Task goal:
Rewrite the lines from the first one through the one containing "[2,40,179,115]", inclusive, swapping every "fence" for "barrier" and leaving everything else untouched. Return only those lines.

Supplied material:
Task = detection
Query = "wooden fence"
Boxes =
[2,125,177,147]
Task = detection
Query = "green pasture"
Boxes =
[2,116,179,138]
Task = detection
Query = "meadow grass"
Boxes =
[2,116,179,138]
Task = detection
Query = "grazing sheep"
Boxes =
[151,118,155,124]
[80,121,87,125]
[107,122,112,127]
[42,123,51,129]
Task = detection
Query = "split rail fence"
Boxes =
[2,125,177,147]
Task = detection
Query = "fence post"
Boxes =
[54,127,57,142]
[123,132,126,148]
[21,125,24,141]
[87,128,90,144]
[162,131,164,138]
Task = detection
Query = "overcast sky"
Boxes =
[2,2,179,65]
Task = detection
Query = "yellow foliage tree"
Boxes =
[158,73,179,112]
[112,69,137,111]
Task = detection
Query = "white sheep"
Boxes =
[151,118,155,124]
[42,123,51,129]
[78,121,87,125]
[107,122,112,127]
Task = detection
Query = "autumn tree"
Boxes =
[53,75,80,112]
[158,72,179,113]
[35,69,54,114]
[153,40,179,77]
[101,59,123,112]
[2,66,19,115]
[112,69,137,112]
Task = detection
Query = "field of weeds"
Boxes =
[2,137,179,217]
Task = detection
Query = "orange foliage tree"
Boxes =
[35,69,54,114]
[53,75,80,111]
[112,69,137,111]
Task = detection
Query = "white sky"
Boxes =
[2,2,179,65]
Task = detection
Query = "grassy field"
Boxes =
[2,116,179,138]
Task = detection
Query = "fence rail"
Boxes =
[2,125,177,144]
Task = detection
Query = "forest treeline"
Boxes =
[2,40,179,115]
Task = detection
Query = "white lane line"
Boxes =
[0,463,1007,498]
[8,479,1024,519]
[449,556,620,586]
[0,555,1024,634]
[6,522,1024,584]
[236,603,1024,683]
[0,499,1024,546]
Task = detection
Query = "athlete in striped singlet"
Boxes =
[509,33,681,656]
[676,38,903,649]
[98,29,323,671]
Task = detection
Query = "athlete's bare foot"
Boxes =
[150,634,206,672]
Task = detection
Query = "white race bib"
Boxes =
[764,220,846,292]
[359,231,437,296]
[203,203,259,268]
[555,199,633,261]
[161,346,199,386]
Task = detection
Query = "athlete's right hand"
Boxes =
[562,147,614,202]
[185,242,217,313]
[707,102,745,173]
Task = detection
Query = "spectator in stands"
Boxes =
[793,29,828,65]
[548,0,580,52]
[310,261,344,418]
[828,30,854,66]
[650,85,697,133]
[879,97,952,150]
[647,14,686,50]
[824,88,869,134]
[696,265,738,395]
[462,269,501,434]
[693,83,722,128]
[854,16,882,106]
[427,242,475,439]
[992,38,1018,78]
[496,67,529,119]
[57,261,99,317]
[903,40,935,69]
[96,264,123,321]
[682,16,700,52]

Output of the exercise:
Task = detection
Query = "wooden barrier"
Boxes =
[2,125,177,147]
Task = detection
Query = "green pasture"
Boxes =
[2,116,179,138]
Task = detection
Query = "meadow grass"
Boxes =
[2,116,179,138]
Task = detection
Query = "grazing sheep"
Boxes =
[151,118,155,124]
[80,121,87,125]
[107,122,112,127]
[42,123,51,129]
Task = detection
Query = "split rail barrier"
Boxes =
[2,125,177,147]
Task = detection
Query = "barrier post"
Boxes =
[54,127,57,142]
[123,132,126,148]
[21,125,24,141]
[87,128,90,144]
[162,131,164,138]
Task = detection
Query = "overcast sky"
Boxes =
[2,2,179,65]
Task = detection
Query = "yellow foliage tree"
Boxes =
[158,73,179,112]
[112,69,137,111]
Task = detection
Query = "white sheep"
Boxes =
[151,118,155,124]
[42,123,51,129]
[78,121,87,125]
[107,122,112,127]
Task = detection
Query = "autumn tree"
Boxes =
[53,75,80,112]
[158,72,179,113]
[35,69,54,114]
[153,40,179,77]
[101,59,123,112]
[2,66,19,115]
[112,69,137,112]
Task = detection
Query = "field of weeds"
Boxes =
[2,137,179,217]
Task = detection
Query = "orange foliage tree"
Boxes =
[35,69,54,114]
[53,75,80,111]
[112,69,137,111]
Task = detection
Query = "white sky"
Boxes =
[2,2,179,65]
Task = detection
Query = "grassy field"
Boxes =
[2,116,179,138]
Task = detection
Query = "barrier rail"
Boxes =
[2,125,177,144]
Task = detection
Query = "forest treeline"
Boxes =
[2,40,179,115]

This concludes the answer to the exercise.